== MATERIAL FOR THE TASK

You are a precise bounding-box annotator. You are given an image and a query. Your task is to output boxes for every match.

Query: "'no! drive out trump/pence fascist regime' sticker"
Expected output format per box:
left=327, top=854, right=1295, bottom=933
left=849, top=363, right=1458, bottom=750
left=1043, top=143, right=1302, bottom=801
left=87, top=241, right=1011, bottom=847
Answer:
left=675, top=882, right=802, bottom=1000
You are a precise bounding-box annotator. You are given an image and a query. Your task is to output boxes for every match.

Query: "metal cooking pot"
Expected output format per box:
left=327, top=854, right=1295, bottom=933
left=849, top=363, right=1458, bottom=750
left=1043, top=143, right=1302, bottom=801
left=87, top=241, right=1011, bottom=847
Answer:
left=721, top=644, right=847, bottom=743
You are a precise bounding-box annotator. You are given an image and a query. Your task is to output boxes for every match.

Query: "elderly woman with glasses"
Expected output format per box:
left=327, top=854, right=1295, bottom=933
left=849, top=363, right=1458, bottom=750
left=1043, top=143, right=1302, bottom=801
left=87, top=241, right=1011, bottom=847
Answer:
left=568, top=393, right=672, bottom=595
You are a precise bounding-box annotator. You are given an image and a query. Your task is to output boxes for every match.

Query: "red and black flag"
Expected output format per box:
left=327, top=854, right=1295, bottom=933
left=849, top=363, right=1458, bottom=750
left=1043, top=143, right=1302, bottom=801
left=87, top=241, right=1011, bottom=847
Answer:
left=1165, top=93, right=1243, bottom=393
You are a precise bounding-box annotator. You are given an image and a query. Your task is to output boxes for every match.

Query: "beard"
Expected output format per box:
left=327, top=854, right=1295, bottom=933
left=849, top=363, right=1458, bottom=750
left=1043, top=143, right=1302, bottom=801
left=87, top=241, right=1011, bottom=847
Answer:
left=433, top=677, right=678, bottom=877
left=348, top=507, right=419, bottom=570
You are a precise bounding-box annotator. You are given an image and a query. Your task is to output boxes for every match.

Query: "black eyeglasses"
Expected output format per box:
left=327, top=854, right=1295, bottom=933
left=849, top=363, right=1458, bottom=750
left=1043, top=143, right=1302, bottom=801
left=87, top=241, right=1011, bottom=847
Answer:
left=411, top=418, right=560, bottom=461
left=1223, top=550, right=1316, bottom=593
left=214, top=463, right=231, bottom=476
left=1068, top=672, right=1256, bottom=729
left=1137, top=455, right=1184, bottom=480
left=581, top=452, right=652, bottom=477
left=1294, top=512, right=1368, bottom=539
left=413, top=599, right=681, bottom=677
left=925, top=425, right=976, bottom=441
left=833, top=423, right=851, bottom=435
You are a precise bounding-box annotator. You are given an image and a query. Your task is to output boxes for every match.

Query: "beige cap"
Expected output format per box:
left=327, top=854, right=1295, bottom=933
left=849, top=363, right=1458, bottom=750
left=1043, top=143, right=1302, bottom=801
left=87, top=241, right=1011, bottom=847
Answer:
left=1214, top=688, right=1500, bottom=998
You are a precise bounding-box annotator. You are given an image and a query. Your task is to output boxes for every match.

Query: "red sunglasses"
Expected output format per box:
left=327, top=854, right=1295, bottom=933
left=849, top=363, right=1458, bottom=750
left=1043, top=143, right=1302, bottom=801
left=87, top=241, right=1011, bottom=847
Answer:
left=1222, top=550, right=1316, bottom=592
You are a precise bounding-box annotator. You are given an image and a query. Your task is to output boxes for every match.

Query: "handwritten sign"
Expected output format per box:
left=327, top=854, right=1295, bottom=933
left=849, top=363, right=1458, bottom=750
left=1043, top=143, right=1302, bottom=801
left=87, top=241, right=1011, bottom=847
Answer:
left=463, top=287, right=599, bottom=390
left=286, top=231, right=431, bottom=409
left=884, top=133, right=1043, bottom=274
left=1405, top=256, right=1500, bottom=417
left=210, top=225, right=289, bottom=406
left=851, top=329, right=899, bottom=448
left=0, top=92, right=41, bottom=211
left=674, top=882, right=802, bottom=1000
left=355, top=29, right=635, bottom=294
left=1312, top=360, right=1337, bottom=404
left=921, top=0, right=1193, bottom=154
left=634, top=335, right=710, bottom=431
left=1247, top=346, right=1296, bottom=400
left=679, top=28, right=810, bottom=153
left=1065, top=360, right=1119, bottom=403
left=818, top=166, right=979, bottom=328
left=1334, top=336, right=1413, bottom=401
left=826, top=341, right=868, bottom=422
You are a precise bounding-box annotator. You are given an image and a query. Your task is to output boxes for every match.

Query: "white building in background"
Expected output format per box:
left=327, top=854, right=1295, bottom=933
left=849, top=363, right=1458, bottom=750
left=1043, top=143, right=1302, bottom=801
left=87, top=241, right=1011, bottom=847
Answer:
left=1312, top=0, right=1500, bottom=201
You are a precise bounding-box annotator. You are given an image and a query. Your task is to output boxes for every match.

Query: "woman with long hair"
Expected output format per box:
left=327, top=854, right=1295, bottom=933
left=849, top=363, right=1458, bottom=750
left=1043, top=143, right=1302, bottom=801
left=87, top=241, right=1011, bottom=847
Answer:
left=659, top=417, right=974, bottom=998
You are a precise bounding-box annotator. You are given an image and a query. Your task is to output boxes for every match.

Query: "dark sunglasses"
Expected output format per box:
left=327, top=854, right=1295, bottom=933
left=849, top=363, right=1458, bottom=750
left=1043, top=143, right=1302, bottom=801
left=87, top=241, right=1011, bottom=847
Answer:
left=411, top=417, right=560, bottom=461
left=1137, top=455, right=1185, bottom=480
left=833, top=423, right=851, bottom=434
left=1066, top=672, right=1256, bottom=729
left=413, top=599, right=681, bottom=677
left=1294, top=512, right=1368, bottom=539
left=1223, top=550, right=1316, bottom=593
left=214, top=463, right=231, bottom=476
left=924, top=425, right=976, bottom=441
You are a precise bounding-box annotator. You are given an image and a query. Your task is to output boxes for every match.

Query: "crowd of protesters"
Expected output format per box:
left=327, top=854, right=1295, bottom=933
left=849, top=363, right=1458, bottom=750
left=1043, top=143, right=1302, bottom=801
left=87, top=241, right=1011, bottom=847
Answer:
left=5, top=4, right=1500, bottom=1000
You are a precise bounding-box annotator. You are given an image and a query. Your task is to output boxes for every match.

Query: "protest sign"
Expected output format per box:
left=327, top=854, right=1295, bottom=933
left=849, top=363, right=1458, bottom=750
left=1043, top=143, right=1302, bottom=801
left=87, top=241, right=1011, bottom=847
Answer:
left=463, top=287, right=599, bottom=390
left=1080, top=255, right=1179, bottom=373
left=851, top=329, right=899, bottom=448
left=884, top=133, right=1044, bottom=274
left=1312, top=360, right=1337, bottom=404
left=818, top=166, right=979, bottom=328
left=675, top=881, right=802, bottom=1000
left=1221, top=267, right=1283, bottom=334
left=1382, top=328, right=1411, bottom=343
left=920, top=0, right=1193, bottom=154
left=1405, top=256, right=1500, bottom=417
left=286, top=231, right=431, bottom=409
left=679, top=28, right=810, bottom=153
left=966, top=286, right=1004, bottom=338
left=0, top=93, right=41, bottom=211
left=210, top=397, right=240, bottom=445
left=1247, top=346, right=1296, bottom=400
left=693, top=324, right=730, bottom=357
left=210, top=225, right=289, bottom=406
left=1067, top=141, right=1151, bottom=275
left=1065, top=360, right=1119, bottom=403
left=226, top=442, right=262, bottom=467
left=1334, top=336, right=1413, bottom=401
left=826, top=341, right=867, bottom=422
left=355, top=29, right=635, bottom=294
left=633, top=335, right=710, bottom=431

====

WHAT THE TASK ASKS:
The full set of records should be duplicated exactly.

ANSWER TO THE EXERCISE:
You are a precise bounding-box annotator. You are given an image and a query. Your task is to output boxes for every match.

Query: "'no! drive out trump/pence fascist regime' sticker"
Expected output format per box:
left=327, top=854, right=1295, bottom=933
left=849, top=363, right=1458, bottom=750
left=1043, top=143, right=1302, bottom=801
left=87, top=241, right=1011, bottom=847
Answer:
left=675, top=882, right=802, bottom=1000
You are a precise bounding-box annotator. You are given an image and a query. Your task is to output boxes for every match.

Query: "metal cooking pot"
Expected output format per box:
left=327, top=854, right=1295, bottom=933
left=849, top=363, right=1458, bottom=750
left=1043, top=143, right=1302, bottom=801
left=87, top=241, right=1011, bottom=847
Answer:
left=721, top=644, right=847, bottom=743
You are a precise bounding-box annotator. You are given an image and a query. Your task is to output boxes for every match.

Query: "elderly woman with glasses"
Expected output format per box:
left=327, top=854, right=1295, bottom=933
left=849, top=363, right=1458, bottom=750
left=1043, top=143, right=1302, bottom=801
left=87, top=241, right=1011, bottom=847
Answer:
left=568, top=393, right=672, bottom=595
You are a precise bounding-box annotator. You are given an image and a query. Your task is to output boxes for every match.

Query: "red and black flag"
Expected output format per box:
left=327, top=854, right=1295, bottom=933
left=849, top=363, right=1458, bottom=750
left=1043, top=143, right=1302, bottom=801
left=87, top=241, right=1011, bottom=847
Answer:
left=1165, top=93, right=1243, bottom=393
You are a precise bounding-box annotator. You are given an image and a query. Your task is to output boxes for every match.

Query: "beard"
Expected output format per box:
left=327, top=854, right=1295, bottom=933
left=849, top=363, right=1458, bottom=750
left=1043, top=143, right=1302, bottom=801
left=87, top=241, right=1011, bottom=847
Answer:
left=433, top=677, right=678, bottom=877
left=348, top=507, right=419, bottom=570
You are a precise bounding-box annotator. You are given an image and a query. Your task is to output boxes for every match.

Query: "black eyeglasses"
Expected output format per box:
left=327, top=854, right=1295, bottom=933
left=849, top=363, right=1458, bottom=750
left=1043, top=143, right=1302, bottom=801
left=87, top=241, right=1011, bottom=847
Answer:
left=411, top=418, right=560, bottom=461
left=1223, top=550, right=1316, bottom=593
left=214, top=463, right=231, bottom=476
left=1068, top=672, right=1256, bottom=729
left=1137, top=455, right=1184, bottom=480
left=581, top=452, right=652, bottom=477
left=1294, top=512, right=1368, bottom=539
left=413, top=599, right=681, bottom=677
left=925, top=425, right=976, bottom=441
left=833, top=423, right=851, bottom=435
You are a precise bounding-box annotator. You are given an image and a query. Your task is to output boxes for every match.

Query: "beige cap"
Expected output format per box:
left=327, top=854, right=1295, bottom=933
left=849, top=363, right=1458, bottom=750
left=1043, top=143, right=1302, bottom=801
left=87, top=241, right=1011, bottom=847
Answer:
left=1214, top=688, right=1500, bottom=998
You are a precise bounding-box annotator. You are given an image and a query. Your task is to output boxes for every match.

Query: "red sunglasses"
Expected output format per box:
left=327, top=854, right=1295, bottom=933
left=849, top=363, right=1458, bottom=750
left=1043, top=143, right=1302, bottom=801
left=87, top=241, right=1011, bottom=847
Answer:
left=1222, top=550, right=1316, bottom=592
You are a precise bounding-box annotator. You are given an image and a query. Your task is to output boxes for every match.

Query: "handwritten sign"
Expected output format per box:
left=327, top=854, right=1295, bottom=933
left=849, top=363, right=1458, bottom=750
left=1043, top=143, right=1302, bottom=801
left=87, top=241, right=1011, bottom=847
Answer:
left=463, top=287, right=599, bottom=390
left=286, top=231, right=431, bottom=409
left=884, top=133, right=1043, bottom=274
left=1405, top=256, right=1500, bottom=417
left=210, top=225, right=289, bottom=406
left=851, top=329, right=899, bottom=448
left=0, top=92, right=41, bottom=211
left=674, top=882, right=802, bottom=1000
left=355, top=29, right=635, bottom=294
left=1312, top=360, right=1337, bottom=404
left=921, top=0, right=1193, bottom=154
left=634, top=335, right=710, bottom=431
left=1247, top=346, right=1296, bottom=400
left=679, top=28, right=810, bottom=153
left=1065, top=360, right=1119, bottom=403
left=818, top=166, right=979, bottom=328
left=1334, top=336, right=1413, bottom=401
left=826, top=341, right=868, bottom=422
You are a precise bounding-box annotator. You are given an image and a query. Your task is to output boxes for every match.

Query: "white building in background"
Expected output format per box:
left=327, top=854, right=1295, bottom=933
left=849, top=363, right=1458, bottom=750
left=1043, top=143, right=1302, bottom=801
left=87, top=241, right=1011, bottom=847
Answer:
left=1312, top=0, right=1500, bottom=201
You are a precise bounding-box annotator. You are given an image and a query. Your task is to output boxes for every match.

Query: "woman with long hair"
Expected output format per box:
left=327, top=854, right=1295, bottom=933
left=849, top=363, right=1458, bottom=750
left=1043, top=143, right=1302, bottom=801
left=87, top=241, right=1011, bottom=847
Answer:
left=659, top=417, right=974, bottom=998
You are a precise bounding-box annotator. You are given an image and a query. Your task is to output boxes for every match.

Query: "dark sunglasses"
Expected output format per box:
left=327, top=854, right=1295, bottom=933
left=849, top=363, right=1458, bottom=750
left=1043, top=143, right=1302, bottom=801
left=87, top=241, right=1011, bottom=847
Answer:
left=411, top=417, right=560, bottom=461
left=1137, top=455, right=1185, bottom=480
left=833, top=423, right=851, bottom=434
left=1066, top=672, right=1256, bottom=729
left=413, top=599, right=681, bottom=677
left=1294, top=512, right=1368, bottom=539
left=1223, top=550, right=1316, bottom=593
left=214, top=463, right=231, bottom=476
left=924, top=425, right=976, bottom=441
You are a precise bounding-box annotator. You are given an image and a query. Your task is to output boxes for every match.

Query: "crowd of protesters"
Expected output format per box:
left=327, top=854, right=1295, bottom=933
left=849, top=363, right=1458, bottom=750
left=1043, top=143, right=1302, bottom=801
left=87, top=241, right=1011, bottom=847
Answer:
left=5, top=4, right=1500, bottom=1000
You are a precise bounding-box annotator. You are given an image and a query. Your task is to output boxes for every match.

Query: "protest sign"
Expected output format per box:
left=327, top=854, right=1295, bottom=933
left=849, top=363, right=1458, bottom=750
left=1043, top=143, right=1302, bottom=801
left=87, top=241, right=1011, bottom=847
Answer:
left=463, top=287, right=599, bottom=390
left=1080, top=255, right=1179, bottom=373
left=851, top=329, right=899, bottom=448
left=884, top=133, right=1044, bottom=274
left=1312, top=360, right=1337, bottom=404
left=818, top=166, right=979, bottom=328
left=675, top=881, right=802, bottom=1000
left=1221, top=267, right=1283, bottom=334
left=1382, top=328, right=1411, bottom=343
left=920, top=0, right=1193, bottom=154
left=1405, top=256, right=1500, bottom=417
left=286, top=231, right=431, bottom=409
left=679, top=28, right=810, bottom=153
left=966, top=286, right=1004, bottom=338
left=0, top=93, right=41, bottom=211
left=210, top=397, right=240, bottom=445
left=1247, top=346, right=1296, bottom=400
left=693, top=324, right=730, bottom=357
left=210, top=225, right=289, bottom=406
left=1067, top=141, right=1151, bottom=275
left=1065, top=360, right=1119, bottom=403
left=226, top=442, right=262, bottom=467
left=1334, top=336, right=1413, bottom=401
left=826, top=341, right=867, bottom=422
left=355, top=29, right=635, bottom=294
left=633, top=335, right=710, bottom=431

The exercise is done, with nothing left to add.